*Your task*: The lines from the one containing "[tag] solar panel (a point for each instance)" through the end of the entries are what to output; reproduce them exactly and add nothing.

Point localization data
────────────────────
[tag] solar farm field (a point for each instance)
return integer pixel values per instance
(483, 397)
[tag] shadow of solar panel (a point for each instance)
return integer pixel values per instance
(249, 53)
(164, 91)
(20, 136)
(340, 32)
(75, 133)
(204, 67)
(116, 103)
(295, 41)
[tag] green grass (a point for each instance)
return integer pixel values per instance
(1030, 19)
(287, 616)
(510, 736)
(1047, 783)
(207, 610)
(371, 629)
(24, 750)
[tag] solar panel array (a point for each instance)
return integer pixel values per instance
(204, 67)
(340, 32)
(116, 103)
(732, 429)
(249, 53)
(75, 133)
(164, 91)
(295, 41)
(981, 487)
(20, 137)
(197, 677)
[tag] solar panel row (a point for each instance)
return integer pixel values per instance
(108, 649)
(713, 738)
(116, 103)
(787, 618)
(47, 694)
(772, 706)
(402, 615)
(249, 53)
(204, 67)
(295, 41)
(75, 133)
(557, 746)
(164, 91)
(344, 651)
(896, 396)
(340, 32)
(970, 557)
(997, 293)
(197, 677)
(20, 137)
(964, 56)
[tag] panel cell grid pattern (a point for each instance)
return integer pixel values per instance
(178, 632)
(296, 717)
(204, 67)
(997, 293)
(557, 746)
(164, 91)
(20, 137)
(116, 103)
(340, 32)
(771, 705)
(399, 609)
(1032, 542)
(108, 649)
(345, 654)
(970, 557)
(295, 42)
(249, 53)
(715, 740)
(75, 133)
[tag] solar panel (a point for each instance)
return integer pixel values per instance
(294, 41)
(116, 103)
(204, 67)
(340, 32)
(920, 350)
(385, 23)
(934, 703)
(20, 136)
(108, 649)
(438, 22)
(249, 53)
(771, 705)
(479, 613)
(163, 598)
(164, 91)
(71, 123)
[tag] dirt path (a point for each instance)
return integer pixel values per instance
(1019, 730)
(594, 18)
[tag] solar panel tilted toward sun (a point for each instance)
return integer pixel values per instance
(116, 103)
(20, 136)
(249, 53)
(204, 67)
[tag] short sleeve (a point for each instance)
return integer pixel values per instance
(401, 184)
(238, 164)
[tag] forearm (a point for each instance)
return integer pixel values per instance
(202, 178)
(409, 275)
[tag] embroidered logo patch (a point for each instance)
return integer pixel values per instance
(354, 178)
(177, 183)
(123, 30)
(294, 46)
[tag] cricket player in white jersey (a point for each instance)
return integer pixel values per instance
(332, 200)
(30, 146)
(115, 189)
────────────────────
*Completed exercise*:
[tag] solar panel (a point for each instance)
return integer pixel values per instance
(294, 41)
(116, 103)
(204, 67)
(340, 32)
(920, 350)
(385, 23)
(934, 703)
(20, 136)
(108, 649)
(438, 22)
(249, 53)
(771, 705)
(479, 613)
(163, 598)
(164, 91)
(71, 123)
[tag] dirt path (a point for each instance)
return integer pixel values per instance
(1019, 730)
(594, 18)
[tag] solar panel tilted toward sun (a point for each instance)
return integer pixel values per instance
(116, 103)
(20, 136)
(249, 53)
(204, 67)
[tag] short sleeve (a point for each instance)
return integer pixel values per instance
(401, 184)
(238, 164)
[tag] forearm (a point for each instance)
return integer pixel values per instance
(202, 178)
(409, 275)
[tag] embroidered logo patch (a point for each instance)
return integer pixel values per instance
(354, 178)
(177, 183)
(123, 30)
(294, 46)
[tag] cricket player in white jersey (a point for each instance)
return integer pixel values per instance
(332, 200)
(30, 146)
(115, 189)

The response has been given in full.